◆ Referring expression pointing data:
* * *
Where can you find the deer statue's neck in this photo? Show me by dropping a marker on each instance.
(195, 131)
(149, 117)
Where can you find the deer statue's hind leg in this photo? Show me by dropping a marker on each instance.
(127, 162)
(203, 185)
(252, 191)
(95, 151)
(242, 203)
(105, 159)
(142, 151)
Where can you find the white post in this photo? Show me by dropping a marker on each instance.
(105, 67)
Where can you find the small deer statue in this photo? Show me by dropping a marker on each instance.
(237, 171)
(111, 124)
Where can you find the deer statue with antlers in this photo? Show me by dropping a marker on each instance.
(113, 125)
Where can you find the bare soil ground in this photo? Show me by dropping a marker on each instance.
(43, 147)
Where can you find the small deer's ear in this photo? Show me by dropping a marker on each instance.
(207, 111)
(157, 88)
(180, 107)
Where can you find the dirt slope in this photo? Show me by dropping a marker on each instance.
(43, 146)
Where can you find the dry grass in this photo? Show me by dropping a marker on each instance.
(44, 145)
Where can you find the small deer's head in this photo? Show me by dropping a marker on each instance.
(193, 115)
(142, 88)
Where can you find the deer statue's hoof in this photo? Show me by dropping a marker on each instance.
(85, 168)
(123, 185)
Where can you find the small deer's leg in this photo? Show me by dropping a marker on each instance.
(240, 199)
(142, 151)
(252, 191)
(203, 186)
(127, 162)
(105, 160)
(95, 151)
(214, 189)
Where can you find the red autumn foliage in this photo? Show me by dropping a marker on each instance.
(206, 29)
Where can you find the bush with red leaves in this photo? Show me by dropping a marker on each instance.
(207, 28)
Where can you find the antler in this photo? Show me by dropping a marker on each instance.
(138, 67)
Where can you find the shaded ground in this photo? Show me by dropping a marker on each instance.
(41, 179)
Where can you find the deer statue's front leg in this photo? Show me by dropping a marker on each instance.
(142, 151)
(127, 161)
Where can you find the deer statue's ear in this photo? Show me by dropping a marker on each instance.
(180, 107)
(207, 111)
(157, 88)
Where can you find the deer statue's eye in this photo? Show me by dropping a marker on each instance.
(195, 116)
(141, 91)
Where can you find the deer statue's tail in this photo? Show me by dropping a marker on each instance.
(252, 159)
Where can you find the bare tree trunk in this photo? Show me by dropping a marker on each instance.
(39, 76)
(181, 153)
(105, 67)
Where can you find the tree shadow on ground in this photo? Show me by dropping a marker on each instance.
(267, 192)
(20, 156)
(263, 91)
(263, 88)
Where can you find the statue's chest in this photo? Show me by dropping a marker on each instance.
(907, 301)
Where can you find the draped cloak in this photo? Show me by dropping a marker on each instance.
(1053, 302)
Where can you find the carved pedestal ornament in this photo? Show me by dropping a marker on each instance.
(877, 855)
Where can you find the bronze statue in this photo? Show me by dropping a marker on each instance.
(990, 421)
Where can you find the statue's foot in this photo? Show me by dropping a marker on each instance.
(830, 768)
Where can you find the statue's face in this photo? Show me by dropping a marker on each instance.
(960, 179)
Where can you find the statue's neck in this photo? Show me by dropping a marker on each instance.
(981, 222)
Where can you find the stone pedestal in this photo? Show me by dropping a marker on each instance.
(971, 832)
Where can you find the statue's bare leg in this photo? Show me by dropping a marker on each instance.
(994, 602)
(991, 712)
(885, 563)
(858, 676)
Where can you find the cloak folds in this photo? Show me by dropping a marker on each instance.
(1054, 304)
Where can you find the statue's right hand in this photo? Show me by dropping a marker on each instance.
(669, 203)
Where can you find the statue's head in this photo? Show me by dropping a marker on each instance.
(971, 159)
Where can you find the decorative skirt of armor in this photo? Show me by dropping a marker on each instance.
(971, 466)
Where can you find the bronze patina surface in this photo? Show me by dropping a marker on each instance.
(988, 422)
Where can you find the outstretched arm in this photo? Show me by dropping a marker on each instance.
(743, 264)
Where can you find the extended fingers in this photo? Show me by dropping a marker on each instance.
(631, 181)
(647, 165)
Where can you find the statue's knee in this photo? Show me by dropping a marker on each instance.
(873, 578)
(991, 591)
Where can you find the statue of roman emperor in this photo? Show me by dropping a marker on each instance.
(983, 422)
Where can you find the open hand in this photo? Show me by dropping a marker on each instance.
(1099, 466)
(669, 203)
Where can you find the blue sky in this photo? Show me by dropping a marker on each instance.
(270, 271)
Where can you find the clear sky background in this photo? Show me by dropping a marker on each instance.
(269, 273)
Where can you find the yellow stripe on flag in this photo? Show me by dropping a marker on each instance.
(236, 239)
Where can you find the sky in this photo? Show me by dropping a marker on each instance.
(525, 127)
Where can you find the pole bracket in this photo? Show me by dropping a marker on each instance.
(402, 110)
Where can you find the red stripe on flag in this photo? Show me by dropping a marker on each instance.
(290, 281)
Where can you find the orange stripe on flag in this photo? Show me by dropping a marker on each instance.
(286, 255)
* * *
◆ Assignment: Please give all the lines above again, exactly as they read.

◆ Exercise solution:
Where can you find the deer statue's neck in this photo? Show me by dropping a marker on each instance.
(195, 131)
(149, 117)
Where can you find the deer statue's hind leg in this photo? Show me by dropping a marker on each instance.
(127, 162)
(203, 185)
(252, 191)
(95, 151)
(242, 203)
(105, 159)
(142, 151)
Where can you find the white post in this photo? Show me by dropping a marker on each instance.
(105, 67)
Where can you find the small deer statue in this photo? Show me by dropping a marker on each instance.
(237, 171)
(111, 124)
Where can you find the deer statue with antlers in this photo? Show me by dropping a marker on each instance.
(113, 125)
Where can you find the bare soil ground in this photo? Show me by dropping a marker on each instance.
(43, 147)
Where can you find the small deer's ear in this photo? Show me by dropping a marker on each instance.
(207, 111)
(157, 88)
(180, 107)
Where can you find the dirt slope in this photo? Show me by dropping a marker on each instance.
(43, 146)
Where can you find the dry grass in this photo? Show me by dropping a marker on each instance.
(44, 145)
Where can you find the small deer's head in this photo? Show me by dropping a marker on each instance.
(193, 115)
(142, 88)
Where can you find the deer statue's hoof in this photo? Show me by dropping a marker on each instance.
(85, 168)
(123, 185)
Where can you find the small deer's leg in this photo? Show me by dropping a marker on each instance.
(240, 199)
(142, 151)
(252, 191)
(203, 186)
(127, 162)
(105, 160)
(95, 151)
(214, 189)
Where can you find the red autumn foliage in this photo? Show me by dropping a marker on each instance.
(206, 29)
Where can you find the bush with red leaves in this photo? Show me by dropping a marker on each instance.
(207, 28)
Where can you find the antler in this photo? Show me by dropping a marker on each instance.
(138, 67)
Where can you find the shaded ground in this photo? Show me by dropping a marker on each instance.
(41, 179)
Where can you find the deer statue's front leg in this photo? Show me by dropping a marker on each instance.
(142, 151)
(127, 161)
Where can you find the deer statue's ear in this photo? Show me by dropping a marker on each instance.
(180, 107)
(207, 111)
(157, 88)
Where can you find the deer statue's eye in this photo? Show me by dropping a marker on each instance.
(195, 116)
(141, 91)
Where can you find the deer statue's tail in this photo? Show me by dropping a marker on each instance.
(252, 159)
Where can you find the bare tree trunk in this photo? Show me by dropping a marker on each instance.
(39, 76)
(181, 153)
(105, 67)
Where can you find the tree shadow on ground in this photo? Show me by dropping a marker on each instance.
(267, 192)
(20, 156)
(263, 91)
(263, 88)
Where can you find the statue's chest in this photo? Show me by dropping a marker on each instance.
(907, 301)
Where can you find the draped cloak in this photo? Show me by dropping a marker on each instance.
(1053, 302)
Where can you find the carved pedestal ornament in this photo? Show me by dropping a marker on each instance.
(877, 855)
Where can you find the bronze statue in this photo? Show me by dropping a marker on each instance.
(990, 421)
Where can you find the statue's foot in this photo? Show me by dropping a marker on each instance.
(830, 768)
Where can you find the statue's face in this photo? Show me by dropping a marker on each instance.
(960, 179)
Where can you find the statue's neck in this photo? Show me by dropping a marker on each instance.
(981, 222)
Where can you find the stone pedestal in this photo? Show me by dropping a marker on each instance.
(971, 832)
Where can you find the statue's bare leg in this photo? Show me by dropping a marker on each instance.
(994, 602)
(991, 712)
(885, 563)
(858, 676)
Where can you find the cloak folds in this photo? Show me by dropping a marker on each instance.
(1054, 304)
Where can you find the statue's right hand in this photo? Show me by dropping a marker on each instance.
(669, 203)
Where can you find the statue's head in this photo? Show me by dropping a marker on each instance.
(971, 159)
Where can you find the decorative skirt of armor in this photo? Show me by dropping a marker on each instance.
(971, 466)
Where can you find the bronze patina surface in this photo? Show me by dropping a marker on each instance.
(988, 422)
Where can you find the outstretched arm in this photo? Show me by dropping a marker on each instance.
(743, 264)
Where can you find the extended fingers in this photo? Show me by dropping a marker on each instance.
(631, 181)
(647, 165)
Where can you find the statue's knee in this photo? Show me by dropping a marker on each instance.
(873, 578)
(991, 591)
Where can you find the statue of roman emperor in this photo? Show me by dropping a marker on each instance.
(983, 422)
Where can you find the open hand in this photo? Show me by dropping a marker on each instance.
(1099, 466)
(669, 203)
Where can you find the blue sky in this photo? Show me by dropping a marker on each instance.
(270, 271)
Where can you find the clear sky background in this photo? Show me by dropping a marker on each instance.
(269, 273)
Where can you find the yellow stripe on flag in this photo? Show me by dropping a marker on each instance.
(236, 239)
Where can you find the sky in this photo? Show me by dropping a marker on each instance.
(525, 127)
Where can you find the pole bracket in this photo? Show me by dropping a marker on each instance.
(402, 110)
Where can you find the red stripe on flag in this photo? Show me by dropping a marker on each instance.
(290, 281)
Where can you find the orange stripe on flag in this photo? Show me by dropping a marker on each instance.
(286, 255)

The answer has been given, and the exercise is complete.